• SOURCE EXTRACT:
● ● ● ●

Walter Abish 1931–-
Austrian-born American short story writer, novelist, and poet.
Abish is known as an inventive experimentalist intent on examining the role of language in the construction of reality. He brings to his fiction the techniques of games, puzzles, cinema, pop art, and deconstructive textual subversion, as well as skepticism about the capacity of language to convey truth. These techniques create works that, as they present themselves as conceptual, self-referential, and abstract, also anatomize, satirize, and criticize contemporary social institutions and attitudes.
Abish was born in Vienna, Austria, in 1931 to middle-class Jewish parents. The family fled Vienna for Nice, France, in 1938 and sailed to Shanghai, China, in 1940, just ten days before Germany invaded France. There they lived in a European quarter of the city, and Abish attended a European school. In 1949 the family emigrated to Israel. Despite the surrounding danger, turmoil, and dislocation, Abish reports he led a routine and rather monotonous, even stifled, existence in his youth, which he suggests is partly responsible for his rebelliousness as a writer. His mother, he reports, was “efficiently cool and remote,” while his father was an “energetic” businessman. In Israel Abish began writing poetry in English, and, after completing the compulsory military service, studied architecture and worked designing small communities. In Israel, too, he met an American city planner, Cecile Rubin, who was to become an important sculptor and photographer. They were married and moved to England and then to the United States, where Abish worked as a city planner and began writing fiction. After the publication in 1974 and 1975 of Alphabetical Africa and Minds Meet, he taught or was a writer-in-residence at a number of American universities, including Columbia, Brown, Yale, and Cooper Union. He has also been the recipient of many honors and grants, among them awards from the New Jersey State Council on the Arts, the National Endowment for the Arts, the Guggenheim Foundation, the MacArthur Foundation, the American Academy and Institute of Arts and Letters, and the Lila Wallace-Reader's Digest Foundation.
Major Works of Short Fiction
Abish's short stories probe the relationship between language, reference, and representation, and explore the role of fiction in the construction of reality. They also sometimes serve as preliminary versions of Abish's novels. Abish wrote Alphabetical Africa, for example, after Minds Meet, imposing the same discipline upon its composition. How German Is It (1980), considered by many to be his best work, while free of stringent rules of composition, uses the Holocaust as a centering device for perception, experience, and interpretation, as does his short story “The English Garden,” of which it is an expansion. Both works consider problems of memory, treachery, terrorism, and authenticity. The novel Eclipse Fever also owes much to the short form, presenting numerous juxtaposed sections that are unified by montage rather than by a sweeping narrative arc. In addition to being representations of “how we live now,” Abish's short stories also represent formal experimentation, as in 99: The New Meaning, (1990) where text is created from recycling and recombining previous texts from other writers. His short story “This is not a film, this is a precise act of disbelief” is a critical and ironic homage to the French new wave filmmaker Jean Luc Godard.

● ● ● ●

• JOB 1:
According to the Walter Abish entry, in what year did his family emigrate to Israel?
• JOB 2:
Write out the stretch of the Walter Abish entry from "Abish is known" through "institutions and attitudes.".
• JOB 3:
Continue the Walter Abish entry from where it stops.

● ● ● ●

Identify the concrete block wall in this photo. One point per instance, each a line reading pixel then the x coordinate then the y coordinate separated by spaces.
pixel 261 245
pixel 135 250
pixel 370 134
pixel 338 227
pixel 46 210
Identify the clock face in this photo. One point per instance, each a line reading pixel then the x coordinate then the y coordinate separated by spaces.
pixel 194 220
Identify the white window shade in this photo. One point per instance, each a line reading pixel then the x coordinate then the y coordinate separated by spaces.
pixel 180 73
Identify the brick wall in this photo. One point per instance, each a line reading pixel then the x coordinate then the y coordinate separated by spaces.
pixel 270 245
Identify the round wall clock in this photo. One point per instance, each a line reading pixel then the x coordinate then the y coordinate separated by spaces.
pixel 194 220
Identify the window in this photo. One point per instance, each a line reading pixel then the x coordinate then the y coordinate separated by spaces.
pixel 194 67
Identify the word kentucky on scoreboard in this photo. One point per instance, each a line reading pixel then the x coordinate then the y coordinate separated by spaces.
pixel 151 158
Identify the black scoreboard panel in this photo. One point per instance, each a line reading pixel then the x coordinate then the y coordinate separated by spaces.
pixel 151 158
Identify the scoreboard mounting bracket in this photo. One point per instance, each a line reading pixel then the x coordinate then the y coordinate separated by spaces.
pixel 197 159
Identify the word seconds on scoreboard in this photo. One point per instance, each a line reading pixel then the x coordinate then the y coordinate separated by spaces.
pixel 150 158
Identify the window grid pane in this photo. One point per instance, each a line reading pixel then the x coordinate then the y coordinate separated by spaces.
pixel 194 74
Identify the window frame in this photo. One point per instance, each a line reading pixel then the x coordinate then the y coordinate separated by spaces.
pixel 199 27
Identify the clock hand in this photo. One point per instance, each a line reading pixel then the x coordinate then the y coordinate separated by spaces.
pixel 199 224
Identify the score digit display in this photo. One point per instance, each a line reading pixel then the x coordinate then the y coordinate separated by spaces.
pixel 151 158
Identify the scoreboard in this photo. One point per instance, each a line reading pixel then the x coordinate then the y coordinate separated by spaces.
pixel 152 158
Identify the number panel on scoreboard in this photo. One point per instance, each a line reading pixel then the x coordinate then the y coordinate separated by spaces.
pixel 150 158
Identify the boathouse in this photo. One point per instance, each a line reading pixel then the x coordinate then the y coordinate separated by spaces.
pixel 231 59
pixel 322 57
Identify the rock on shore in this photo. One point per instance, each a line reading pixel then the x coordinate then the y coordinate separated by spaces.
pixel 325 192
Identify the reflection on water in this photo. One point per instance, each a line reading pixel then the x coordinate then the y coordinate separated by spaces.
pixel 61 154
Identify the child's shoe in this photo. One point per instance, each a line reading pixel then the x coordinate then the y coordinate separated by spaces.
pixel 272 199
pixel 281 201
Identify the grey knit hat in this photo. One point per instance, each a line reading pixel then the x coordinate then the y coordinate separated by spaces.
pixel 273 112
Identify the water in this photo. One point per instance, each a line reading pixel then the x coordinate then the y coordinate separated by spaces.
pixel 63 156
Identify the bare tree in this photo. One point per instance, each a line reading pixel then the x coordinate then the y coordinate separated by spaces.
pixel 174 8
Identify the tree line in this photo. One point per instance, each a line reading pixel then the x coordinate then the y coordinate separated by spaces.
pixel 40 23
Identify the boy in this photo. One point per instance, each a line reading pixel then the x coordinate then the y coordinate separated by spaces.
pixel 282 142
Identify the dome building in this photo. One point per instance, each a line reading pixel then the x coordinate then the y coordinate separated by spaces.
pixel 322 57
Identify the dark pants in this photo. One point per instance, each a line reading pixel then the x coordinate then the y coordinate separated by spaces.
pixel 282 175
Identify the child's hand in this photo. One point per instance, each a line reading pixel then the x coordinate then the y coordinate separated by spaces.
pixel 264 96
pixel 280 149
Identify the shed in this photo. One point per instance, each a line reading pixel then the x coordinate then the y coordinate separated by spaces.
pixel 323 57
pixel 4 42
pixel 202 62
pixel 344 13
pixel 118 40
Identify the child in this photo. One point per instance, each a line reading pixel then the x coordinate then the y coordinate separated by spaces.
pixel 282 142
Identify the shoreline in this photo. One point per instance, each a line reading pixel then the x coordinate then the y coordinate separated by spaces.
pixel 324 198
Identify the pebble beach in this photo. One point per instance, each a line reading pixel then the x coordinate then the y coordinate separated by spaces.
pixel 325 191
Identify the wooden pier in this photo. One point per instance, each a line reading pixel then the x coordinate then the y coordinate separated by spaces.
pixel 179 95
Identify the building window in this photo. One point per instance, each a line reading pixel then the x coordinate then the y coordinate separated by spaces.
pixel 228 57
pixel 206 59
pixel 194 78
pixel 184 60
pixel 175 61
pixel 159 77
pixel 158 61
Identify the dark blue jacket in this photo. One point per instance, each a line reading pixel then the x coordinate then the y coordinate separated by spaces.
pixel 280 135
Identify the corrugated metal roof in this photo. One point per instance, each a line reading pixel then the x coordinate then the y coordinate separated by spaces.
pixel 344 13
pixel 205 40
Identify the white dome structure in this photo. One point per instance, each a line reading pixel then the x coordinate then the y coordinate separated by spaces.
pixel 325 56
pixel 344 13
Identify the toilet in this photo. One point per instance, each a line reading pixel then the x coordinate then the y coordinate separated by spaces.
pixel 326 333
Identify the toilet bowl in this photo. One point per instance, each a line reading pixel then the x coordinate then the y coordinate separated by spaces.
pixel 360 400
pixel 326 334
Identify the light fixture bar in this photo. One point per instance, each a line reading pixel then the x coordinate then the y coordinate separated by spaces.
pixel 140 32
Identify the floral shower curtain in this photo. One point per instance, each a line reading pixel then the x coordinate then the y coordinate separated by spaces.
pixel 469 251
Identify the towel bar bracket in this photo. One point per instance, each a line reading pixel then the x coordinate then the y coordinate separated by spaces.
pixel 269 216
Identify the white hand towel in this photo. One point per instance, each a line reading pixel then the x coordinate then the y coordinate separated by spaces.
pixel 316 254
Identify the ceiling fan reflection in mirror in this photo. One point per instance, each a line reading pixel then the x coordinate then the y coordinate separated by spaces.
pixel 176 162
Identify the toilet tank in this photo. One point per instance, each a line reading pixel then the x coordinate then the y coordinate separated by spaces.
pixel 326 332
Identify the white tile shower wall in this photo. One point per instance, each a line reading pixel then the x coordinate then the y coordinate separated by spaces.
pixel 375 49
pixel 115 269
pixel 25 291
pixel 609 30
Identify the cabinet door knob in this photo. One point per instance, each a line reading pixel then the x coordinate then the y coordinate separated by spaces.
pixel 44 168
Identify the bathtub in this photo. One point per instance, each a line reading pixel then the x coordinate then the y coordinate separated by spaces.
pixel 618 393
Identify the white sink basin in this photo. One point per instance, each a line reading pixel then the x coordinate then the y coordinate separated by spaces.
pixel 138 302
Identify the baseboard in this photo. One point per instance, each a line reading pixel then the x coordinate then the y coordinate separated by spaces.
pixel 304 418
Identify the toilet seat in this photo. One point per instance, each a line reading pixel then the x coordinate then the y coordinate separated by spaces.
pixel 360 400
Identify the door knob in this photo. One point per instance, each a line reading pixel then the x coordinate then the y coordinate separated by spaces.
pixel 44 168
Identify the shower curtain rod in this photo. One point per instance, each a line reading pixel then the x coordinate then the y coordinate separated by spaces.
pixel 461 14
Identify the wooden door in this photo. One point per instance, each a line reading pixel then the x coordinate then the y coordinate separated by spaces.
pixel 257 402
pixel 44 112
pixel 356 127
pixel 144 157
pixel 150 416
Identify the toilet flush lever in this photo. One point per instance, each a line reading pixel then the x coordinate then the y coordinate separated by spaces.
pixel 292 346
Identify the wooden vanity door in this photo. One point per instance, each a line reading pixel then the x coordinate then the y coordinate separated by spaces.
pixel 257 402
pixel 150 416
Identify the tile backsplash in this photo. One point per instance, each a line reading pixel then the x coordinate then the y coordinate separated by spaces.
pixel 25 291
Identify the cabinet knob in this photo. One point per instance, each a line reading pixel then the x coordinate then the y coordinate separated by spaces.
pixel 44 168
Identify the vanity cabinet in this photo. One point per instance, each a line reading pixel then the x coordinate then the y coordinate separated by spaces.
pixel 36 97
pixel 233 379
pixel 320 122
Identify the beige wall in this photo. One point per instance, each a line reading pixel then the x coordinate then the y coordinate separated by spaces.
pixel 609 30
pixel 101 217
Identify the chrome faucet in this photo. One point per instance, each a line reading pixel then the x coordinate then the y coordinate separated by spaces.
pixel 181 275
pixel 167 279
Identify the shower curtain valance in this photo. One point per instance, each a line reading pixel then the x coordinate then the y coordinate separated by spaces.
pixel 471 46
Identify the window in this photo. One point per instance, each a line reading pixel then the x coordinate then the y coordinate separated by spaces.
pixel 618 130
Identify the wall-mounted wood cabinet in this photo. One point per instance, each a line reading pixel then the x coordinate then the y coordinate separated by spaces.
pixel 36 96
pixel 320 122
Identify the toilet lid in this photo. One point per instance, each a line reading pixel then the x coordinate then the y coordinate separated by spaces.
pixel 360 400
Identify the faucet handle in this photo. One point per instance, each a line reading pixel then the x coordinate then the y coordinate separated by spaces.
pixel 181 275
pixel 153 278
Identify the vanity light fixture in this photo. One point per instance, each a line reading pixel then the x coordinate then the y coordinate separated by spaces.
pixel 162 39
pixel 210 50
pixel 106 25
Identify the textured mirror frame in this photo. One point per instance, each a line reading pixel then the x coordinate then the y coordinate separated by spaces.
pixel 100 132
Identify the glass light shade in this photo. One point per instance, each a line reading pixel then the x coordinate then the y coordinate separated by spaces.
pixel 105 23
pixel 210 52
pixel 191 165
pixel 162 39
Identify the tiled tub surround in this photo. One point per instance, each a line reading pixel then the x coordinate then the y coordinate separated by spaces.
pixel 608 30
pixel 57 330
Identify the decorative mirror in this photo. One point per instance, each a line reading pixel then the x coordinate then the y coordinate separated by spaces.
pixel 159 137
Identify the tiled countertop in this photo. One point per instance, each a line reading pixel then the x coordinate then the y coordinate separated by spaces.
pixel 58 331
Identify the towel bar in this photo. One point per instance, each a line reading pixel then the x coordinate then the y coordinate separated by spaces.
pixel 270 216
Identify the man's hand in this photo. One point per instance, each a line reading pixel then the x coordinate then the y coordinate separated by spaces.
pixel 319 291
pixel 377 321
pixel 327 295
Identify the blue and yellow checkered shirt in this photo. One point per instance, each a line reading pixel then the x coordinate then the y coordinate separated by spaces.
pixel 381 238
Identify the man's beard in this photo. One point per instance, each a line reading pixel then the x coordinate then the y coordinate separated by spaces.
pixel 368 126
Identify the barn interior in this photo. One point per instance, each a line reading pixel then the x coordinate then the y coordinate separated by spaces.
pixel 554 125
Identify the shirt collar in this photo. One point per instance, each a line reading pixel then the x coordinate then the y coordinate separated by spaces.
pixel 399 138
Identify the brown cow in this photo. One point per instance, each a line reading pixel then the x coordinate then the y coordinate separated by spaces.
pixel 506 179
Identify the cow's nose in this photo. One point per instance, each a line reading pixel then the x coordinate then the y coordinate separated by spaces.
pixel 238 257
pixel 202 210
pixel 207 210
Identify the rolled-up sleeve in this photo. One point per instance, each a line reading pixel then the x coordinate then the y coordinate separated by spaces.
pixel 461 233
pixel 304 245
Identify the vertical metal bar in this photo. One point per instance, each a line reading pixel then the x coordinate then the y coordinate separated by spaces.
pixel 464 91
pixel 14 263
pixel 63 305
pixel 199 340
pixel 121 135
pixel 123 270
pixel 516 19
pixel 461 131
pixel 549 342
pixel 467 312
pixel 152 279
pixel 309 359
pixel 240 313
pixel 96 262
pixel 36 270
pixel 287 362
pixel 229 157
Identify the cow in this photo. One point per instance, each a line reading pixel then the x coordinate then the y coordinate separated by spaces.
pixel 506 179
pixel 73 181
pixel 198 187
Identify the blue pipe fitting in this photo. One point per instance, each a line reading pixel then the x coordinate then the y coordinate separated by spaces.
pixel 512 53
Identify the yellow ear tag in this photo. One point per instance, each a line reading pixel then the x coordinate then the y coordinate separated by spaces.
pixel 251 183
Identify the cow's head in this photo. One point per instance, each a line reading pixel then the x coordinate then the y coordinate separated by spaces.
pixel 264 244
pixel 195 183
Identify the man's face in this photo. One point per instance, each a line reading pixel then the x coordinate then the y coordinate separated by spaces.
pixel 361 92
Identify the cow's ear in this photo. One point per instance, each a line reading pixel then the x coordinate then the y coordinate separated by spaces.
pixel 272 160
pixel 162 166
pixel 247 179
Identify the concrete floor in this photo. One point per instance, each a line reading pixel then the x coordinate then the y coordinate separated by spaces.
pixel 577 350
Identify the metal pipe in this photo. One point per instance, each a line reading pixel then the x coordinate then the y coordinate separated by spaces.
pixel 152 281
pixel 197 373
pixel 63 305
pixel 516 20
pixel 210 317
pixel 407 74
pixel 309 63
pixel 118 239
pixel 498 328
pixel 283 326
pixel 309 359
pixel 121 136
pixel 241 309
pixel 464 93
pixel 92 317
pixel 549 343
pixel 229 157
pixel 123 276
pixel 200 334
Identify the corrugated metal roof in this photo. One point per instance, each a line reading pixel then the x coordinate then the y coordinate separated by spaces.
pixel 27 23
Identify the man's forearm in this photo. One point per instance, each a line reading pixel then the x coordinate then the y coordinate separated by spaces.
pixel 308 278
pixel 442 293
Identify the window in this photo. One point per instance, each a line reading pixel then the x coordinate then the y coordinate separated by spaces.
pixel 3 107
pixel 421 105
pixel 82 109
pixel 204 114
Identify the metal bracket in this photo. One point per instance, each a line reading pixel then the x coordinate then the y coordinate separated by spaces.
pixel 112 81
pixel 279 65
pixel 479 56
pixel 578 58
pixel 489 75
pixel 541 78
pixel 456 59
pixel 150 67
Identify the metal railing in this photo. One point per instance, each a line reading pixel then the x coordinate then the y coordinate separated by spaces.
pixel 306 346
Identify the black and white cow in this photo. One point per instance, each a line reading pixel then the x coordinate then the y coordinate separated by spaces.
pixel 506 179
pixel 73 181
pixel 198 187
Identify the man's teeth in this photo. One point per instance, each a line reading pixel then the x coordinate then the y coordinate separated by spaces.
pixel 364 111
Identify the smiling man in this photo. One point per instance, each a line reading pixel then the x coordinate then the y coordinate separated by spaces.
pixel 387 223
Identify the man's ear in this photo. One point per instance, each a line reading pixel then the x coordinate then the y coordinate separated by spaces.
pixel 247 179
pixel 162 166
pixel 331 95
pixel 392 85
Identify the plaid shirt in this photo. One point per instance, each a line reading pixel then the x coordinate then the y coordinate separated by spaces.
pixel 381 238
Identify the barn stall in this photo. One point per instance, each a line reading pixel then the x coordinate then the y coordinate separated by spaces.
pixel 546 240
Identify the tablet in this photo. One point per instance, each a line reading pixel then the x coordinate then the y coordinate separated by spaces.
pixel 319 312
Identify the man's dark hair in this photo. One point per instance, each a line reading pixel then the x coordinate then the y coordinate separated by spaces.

● ● ● ●

• FINAL RESULT 1:
1949

• FINAL RESULT 2:
Abish is known as an inventive experimentalist intent on examining the role of language in the construction of reality. He brings to his fiction the techniques of games, puzzles, cinema, pop art, and deconstructive textual subversion, as well as skepticism about the capacity of language to convey truth. These techniques create works that, as they present themselves as conceptual, self-referential, and abstract, also anatomize, satirize, and criticize contemporary social institutions and attitudes.

• FINAL RESULT 3:
Abish's early works like Minds Meet and Alphabetical Africa earned him a reputation as an important experimental writer, playful and trenchant. He was awarded the PEN/Faulkner prize for his second novel, How German Is It and the equally prestigious MacArthur “genius” grant. His third novel Eclipse Fever appeared in 1993 to a mixed reception. The daily reviewers found it unsatisfactory, seeing it as a more or less traditional novel with avant-garde quirks, but without the bite they had come to expect from Abish. But critic Harold Bloom called it an essential work of the 1990s, seeing in it important extensions of Marcel Proust and Franz Kafka. Critics have also noted Abish's apparent move away from experimentalism in Eclipse Fever as opposed to, for instance, 99: The New Meaning, the collection of stories that appeared shortly before it.
SOURCE: “The Puzzle of Walter Abish: In The Future Perfect,” in Sub-Stance, Vol. IX, No. 2, 1980, pp. 115–24.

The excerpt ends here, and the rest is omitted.